- _Aim_: Format every line of the records below as a numbered list, skipping blank lines. Leave the pictures out of your answer.

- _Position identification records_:
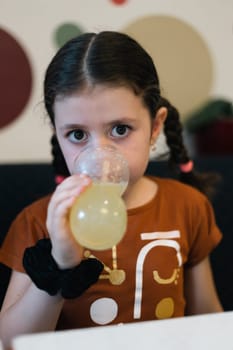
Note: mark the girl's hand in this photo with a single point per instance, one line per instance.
(65, 249)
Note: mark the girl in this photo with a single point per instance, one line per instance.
(103, 89)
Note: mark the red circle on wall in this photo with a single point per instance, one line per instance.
(15, 78)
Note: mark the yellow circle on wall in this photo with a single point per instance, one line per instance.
(182, 58)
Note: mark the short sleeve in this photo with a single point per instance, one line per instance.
(25, 231)
(205, 233)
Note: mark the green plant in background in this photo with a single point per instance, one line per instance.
(208, 113)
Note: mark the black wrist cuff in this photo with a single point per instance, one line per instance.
(46, 275)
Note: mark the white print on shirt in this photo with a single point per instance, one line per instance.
(105, 310)
(159, 239)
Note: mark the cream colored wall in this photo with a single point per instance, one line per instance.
(34, 22)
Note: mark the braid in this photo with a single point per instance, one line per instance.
(204, 182)
(58, 162)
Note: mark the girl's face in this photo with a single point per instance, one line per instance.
(106, 116)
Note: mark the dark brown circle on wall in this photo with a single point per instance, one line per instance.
(15, 78)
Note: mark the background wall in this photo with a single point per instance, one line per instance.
(191, 43)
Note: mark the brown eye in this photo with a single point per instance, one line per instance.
(77, 136)
(120, 130)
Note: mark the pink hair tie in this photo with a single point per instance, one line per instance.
(59, 179)
(186, 167)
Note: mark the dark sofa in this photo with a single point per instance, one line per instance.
(21, 184)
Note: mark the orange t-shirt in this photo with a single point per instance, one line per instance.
(143, 277)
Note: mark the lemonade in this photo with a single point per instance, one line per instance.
(98, 218)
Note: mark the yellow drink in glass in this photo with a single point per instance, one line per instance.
(98, 218)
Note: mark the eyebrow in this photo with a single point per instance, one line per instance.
(112, 122)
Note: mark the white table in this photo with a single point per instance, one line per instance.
(209, 332)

- _Answer_:
1. Note: mark the girl's hand in this photo with a single point per instance, one line per instance.
2. (65, 249)
3. Note: mark the girl in this photo with a single point per instance, one line per instance.
4. (103, 89)
5. Note: mark the red circle on wall in this photo with a single point per instance, one line per instance.
6. (15, 78)
7. Note: mark the yellow circle on wall in this photo with a single point per instance, one line per instance.
8. (182, 58)
9. Note: mark the short sleeve in this photo with a single point per instance, one line per instance.
10. (25, 231)
11. (205, 233)
12. Note: mark the green plant in background in this photo with a single point per instance, one line per instance.
13. (208, 113)
14. Note: mark the black wrist cuff in this photo with a single point per instance, one line per instance.
15. (46, 275)
16. Note: mark the white print on shirt in this photo with a single point per instance, one line per instance.
17. (105, 310)
18. (159, 239)
19. Note: mark the cream colored wall in this photo with a single point per instance, one line per instance.
20. (34, 22)
21. Note: mark the braid in this photo with a single point per instance, one line per instance.
22. (204, 182)
23. (58, 162)
24. Note: mark the girl's face in this photo with a single point per instance, one line per instance.
25. (106, 116)
26. Note: mark the dark brown circle on wall in this photo with a single point per instance, one line per instance.
27. (15, 78)
28. Note: mark the background wall in this photo with a single point per instance, one line per instance.
29. (191, 43)
30. Note: mark the brown eye in this photo with a single point per instance, one line per instance.
31. (77, 136)
32. (120, 130)
33. Note: mark the pink hair tie in this photo with a single point per instance, one line per instance.
34. (59, 179)
35. (186, 167)
36. Note: mark the dark sofa in this photo with a single point per instance, one line per instance.
37. (21, 184)
38. Note: mark the orange t-shirt in this photo with a single point per instance, one line per instance.
39. (143, 277)
40. Note: mark the lemonade in this photo with a single point per instance, one line per instance.
41. (98, 218)
42. Note: mark the yellow drink in glass in this photo with a single point per instance, one line per instance.
43. (98, 218)
44. Note: mark the eyebrow in this photo with a single point per instance, one line per instance.
45. (112, 122)
46. Note: mark the white table in this photo with a single point per instance, one line per instance.
47. (209, 332)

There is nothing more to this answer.